Copy the data below word for word, from its beginning through the line containing "positive clicks: (44, 145)", including that line.
%%
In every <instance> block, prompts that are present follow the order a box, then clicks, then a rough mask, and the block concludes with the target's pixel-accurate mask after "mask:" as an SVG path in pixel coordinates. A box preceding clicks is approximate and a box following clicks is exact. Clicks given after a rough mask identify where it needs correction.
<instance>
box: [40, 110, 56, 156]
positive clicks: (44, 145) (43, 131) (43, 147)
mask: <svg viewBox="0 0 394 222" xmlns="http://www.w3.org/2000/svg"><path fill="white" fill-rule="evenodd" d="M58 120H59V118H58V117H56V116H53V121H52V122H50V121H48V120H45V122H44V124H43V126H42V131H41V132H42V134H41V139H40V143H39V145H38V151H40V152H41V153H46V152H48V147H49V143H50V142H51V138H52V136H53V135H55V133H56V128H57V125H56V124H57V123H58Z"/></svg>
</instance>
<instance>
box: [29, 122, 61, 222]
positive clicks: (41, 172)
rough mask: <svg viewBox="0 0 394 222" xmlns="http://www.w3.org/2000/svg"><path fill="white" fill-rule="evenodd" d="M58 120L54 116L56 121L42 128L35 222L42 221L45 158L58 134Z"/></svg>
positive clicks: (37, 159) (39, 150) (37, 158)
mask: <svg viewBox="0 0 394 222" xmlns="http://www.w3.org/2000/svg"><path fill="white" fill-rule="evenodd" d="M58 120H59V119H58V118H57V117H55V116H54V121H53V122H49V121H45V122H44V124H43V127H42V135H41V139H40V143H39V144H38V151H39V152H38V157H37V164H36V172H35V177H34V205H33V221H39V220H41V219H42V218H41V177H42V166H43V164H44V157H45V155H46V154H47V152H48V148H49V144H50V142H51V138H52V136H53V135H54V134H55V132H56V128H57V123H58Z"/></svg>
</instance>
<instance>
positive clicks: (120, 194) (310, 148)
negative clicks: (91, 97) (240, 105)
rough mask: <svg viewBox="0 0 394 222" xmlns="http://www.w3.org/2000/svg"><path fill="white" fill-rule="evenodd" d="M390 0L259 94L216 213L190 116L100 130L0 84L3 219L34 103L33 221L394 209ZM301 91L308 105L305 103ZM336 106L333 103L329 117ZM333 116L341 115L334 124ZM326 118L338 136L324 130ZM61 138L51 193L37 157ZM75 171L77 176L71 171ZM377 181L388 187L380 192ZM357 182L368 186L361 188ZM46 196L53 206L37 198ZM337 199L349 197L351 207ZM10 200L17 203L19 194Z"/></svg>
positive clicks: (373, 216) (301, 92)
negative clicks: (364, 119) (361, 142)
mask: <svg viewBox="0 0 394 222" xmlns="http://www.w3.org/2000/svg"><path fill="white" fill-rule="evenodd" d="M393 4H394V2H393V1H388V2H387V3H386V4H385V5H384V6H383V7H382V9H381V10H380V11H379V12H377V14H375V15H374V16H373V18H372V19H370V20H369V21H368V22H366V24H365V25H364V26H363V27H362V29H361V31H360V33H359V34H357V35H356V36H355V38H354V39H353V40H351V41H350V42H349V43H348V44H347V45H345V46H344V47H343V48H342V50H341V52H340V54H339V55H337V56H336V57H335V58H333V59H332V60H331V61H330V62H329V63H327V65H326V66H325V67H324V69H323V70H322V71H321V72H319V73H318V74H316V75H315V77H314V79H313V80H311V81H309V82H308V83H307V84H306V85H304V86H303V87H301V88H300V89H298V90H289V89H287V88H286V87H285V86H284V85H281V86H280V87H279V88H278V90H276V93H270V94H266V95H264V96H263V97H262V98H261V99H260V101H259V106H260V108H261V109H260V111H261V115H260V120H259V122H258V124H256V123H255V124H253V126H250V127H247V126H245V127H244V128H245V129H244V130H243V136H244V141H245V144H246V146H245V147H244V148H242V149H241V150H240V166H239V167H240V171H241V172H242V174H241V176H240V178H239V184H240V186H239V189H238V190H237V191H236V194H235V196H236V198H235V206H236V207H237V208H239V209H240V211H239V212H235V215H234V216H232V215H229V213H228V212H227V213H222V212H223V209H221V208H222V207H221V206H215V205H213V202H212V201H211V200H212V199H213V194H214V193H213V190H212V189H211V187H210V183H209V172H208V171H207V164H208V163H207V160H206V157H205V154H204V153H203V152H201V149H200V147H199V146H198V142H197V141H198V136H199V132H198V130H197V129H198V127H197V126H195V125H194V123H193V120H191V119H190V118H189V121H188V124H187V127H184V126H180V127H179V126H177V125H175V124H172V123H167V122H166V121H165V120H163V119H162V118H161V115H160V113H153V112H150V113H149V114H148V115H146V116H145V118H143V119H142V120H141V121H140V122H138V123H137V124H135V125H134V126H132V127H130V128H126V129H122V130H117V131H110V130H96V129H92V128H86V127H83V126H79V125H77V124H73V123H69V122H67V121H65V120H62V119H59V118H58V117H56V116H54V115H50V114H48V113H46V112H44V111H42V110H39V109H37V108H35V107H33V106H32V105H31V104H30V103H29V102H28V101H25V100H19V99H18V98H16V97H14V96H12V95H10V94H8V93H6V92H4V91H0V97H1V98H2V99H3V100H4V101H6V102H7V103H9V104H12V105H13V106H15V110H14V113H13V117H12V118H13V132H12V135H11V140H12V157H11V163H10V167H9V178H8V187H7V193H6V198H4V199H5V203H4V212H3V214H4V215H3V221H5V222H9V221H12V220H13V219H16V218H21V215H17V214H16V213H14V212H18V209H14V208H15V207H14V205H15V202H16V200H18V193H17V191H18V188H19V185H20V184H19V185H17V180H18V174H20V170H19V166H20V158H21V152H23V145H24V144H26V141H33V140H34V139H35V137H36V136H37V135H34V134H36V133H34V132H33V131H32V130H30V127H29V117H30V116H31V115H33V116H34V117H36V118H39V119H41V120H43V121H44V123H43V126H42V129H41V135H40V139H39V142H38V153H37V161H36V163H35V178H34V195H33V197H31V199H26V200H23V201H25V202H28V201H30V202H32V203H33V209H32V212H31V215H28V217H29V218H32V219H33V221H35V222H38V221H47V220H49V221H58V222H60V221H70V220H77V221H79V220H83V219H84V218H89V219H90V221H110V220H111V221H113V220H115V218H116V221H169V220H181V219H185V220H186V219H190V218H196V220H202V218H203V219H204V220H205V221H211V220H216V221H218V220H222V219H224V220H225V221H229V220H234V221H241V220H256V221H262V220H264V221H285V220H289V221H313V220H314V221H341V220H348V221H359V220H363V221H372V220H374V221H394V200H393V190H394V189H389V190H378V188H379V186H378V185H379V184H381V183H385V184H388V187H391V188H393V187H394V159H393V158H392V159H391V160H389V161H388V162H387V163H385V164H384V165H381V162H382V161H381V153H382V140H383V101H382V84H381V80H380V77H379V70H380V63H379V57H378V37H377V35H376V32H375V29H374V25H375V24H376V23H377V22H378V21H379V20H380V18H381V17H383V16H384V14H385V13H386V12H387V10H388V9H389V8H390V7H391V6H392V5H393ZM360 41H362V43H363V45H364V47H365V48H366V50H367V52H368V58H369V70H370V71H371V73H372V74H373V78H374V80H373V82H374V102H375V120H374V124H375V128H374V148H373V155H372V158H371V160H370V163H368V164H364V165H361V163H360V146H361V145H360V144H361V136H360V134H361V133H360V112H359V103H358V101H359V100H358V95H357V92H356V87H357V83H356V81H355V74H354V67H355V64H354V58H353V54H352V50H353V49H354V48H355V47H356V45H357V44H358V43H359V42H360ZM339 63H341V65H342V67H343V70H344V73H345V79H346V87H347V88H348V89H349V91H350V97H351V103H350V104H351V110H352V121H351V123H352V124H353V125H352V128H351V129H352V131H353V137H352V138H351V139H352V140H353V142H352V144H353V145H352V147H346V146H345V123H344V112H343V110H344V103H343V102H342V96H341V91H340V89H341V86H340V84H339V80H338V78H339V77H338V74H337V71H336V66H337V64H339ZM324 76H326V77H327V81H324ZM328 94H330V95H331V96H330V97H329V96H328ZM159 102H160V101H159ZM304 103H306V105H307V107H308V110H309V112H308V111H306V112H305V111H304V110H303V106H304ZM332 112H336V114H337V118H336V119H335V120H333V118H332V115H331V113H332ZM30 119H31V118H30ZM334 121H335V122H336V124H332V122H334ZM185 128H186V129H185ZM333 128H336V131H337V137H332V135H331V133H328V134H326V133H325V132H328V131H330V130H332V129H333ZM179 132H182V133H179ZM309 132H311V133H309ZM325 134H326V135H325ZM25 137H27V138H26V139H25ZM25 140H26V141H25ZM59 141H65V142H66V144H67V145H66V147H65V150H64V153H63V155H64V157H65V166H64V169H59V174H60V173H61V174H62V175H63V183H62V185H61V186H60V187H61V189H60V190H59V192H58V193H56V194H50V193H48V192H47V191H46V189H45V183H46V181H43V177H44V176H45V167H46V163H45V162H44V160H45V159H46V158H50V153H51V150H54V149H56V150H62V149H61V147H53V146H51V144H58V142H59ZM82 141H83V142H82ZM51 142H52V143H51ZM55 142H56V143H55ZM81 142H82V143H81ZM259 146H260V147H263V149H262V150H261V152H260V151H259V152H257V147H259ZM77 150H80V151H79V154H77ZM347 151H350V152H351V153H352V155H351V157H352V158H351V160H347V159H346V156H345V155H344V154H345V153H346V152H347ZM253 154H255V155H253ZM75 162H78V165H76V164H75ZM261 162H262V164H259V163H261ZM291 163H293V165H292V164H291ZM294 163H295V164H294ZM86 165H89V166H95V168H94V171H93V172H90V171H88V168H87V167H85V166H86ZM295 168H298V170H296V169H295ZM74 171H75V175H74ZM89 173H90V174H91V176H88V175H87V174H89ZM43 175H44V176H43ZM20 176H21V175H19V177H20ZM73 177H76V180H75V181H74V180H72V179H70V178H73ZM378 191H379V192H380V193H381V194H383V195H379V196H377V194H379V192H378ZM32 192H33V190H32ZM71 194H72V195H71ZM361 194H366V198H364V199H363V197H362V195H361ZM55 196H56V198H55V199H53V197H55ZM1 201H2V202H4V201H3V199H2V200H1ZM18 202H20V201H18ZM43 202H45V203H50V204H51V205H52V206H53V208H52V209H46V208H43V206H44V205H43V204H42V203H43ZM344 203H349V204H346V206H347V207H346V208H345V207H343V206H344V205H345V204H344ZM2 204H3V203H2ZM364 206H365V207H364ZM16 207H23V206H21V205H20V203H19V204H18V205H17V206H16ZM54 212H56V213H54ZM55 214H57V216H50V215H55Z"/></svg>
%%
TASK OUTPUT >>
In every <instance> block, prompts that are present follow the order a box, then clicks, then a rough mask, and the block concludes with the target's pixel-accurate mask after "mask:" as an SVG path in pixel coordinates. A box preceding clicks is approximate and a box following clicks is exact. Clicks given after a rough mask identify where it needs correction.
<instance>
box: [40, 110, 56, 156]
positive clicks: (44, 145) (43, 131) (43, 147)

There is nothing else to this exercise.